[Referring expression pointing data]
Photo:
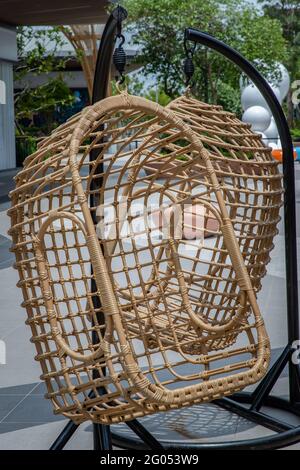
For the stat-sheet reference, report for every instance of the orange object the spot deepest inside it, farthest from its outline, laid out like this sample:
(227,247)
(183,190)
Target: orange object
(277,154)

_ACTIVITY_
All lines from the one with "For the stat-sheet" through the end of the records need to be copied exactly, and no other lines.

_ANSWER TO THIS EXERCISE_
For the stat-sheet reference, report for every instance of the orange object the spot deepest inside it, farthest from its outline, laid out like this sample:
(227,247)
(183,190)
Target: orange object
(277,154)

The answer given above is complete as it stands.